What this task involves: If a line in the entries contains the word "wood", list it.
Exercise input START
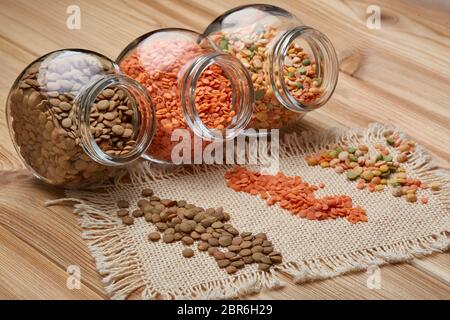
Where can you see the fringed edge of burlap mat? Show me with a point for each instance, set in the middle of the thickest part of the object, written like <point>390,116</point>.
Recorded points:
<point>118,261</point>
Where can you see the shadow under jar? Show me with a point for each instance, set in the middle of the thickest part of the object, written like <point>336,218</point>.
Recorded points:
<point>294,68</point>
<point>198,92</point>
<point>75,120</point>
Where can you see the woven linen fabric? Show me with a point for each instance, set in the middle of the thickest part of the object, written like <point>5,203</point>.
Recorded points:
<point>396,230</point>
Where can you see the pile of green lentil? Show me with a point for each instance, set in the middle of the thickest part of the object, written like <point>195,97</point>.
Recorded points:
<point>375,171</point>
<point>251,45</point>
<point>185,222</point>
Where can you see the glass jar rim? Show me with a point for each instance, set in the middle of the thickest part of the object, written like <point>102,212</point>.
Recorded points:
<point>323,52</point>
<point>242,95</point>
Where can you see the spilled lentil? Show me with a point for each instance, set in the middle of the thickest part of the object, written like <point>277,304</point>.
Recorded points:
<point>375,172</point>
<point>295,195</point>
<point>185,222</point>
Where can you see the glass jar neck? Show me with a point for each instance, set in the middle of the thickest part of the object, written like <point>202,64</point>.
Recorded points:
<point>241,89</point>
<point>143,118</point>
<point>322,53</point>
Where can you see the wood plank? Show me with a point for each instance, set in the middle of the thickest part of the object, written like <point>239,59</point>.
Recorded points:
<point>30,276</point>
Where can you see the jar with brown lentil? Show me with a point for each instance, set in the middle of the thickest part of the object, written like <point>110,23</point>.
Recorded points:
<point>194,87</point>
<point>76,120</point>
<point>294,68</point>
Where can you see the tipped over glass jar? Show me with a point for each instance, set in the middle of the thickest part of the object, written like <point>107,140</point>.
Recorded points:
<point>194,87</point>
<point>75,119</point>
<point>294,68</point>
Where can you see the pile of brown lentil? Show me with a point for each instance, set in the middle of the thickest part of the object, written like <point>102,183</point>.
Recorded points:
<point>44,118</point>
<point>375,172</point>
<point>111,121</point>
<point>185,222</point>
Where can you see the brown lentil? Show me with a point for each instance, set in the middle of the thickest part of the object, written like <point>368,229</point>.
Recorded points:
<point>171,219</point>
<point>188,253</point>
<point>374,172</point>
<point>127,220</point>
<point>154,236</point>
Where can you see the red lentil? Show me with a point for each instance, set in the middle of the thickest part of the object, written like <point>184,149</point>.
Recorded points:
<point>157,65</point>
<point>373,172</point>
<point>295,195</point>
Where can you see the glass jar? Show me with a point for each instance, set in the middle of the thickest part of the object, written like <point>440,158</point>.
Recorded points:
<point>195,89</point>
<point>294,68</point>
<point>75,119</point>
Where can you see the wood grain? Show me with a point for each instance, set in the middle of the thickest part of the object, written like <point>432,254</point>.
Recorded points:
<point>399,74</point>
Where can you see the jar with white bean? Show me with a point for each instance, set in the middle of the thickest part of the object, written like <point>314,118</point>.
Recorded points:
Exercise input END
Exercise output:
Where can you see the wood plank? Show me with a point for each instance, set in the middle of the thickest part of the object, written like <point>239,59</point>.
Where can you see the wood grain? Show me with a point for each instance, set in the middle of the thickest part of the object, written like <point>432,254</point>.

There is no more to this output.